- PROMPT: Render each line of the material below as a JSON list of strings, one string per line, leaving out any blank lines.

***** INFORMATION SHOWN *****

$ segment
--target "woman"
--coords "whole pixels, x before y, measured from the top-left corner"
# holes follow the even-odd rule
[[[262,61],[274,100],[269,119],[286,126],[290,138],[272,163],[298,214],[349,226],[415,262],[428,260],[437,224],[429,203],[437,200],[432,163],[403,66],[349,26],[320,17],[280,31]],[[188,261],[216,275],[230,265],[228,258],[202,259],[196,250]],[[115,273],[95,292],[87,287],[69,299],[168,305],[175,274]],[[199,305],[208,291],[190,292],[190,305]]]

*****

- TASK ANSWER:
[
  "$ segment",
  "--target \"woman\"",
  "--coords \"whole pixels, x before y, measured from the top-left corner\"",
  "# holes follow the even-odd rule",
  "[[[262,61],[274,100],[269,119],[286,126],[290,138],[272,163],[298,214],[349,226],[415,262],[428,260],[437,224],[429,203],[437,200],[432,163],[403,66],[349,26],[320,17],[280,31]],[[188,261],[216,275],[230,265],[228,258],[202,259],[196,250]],[[115,273],[95,292],[87,287],[69,299],[168,305],[175,274]],[[199,305],[208,291],[190,292],[190,305]]]"
]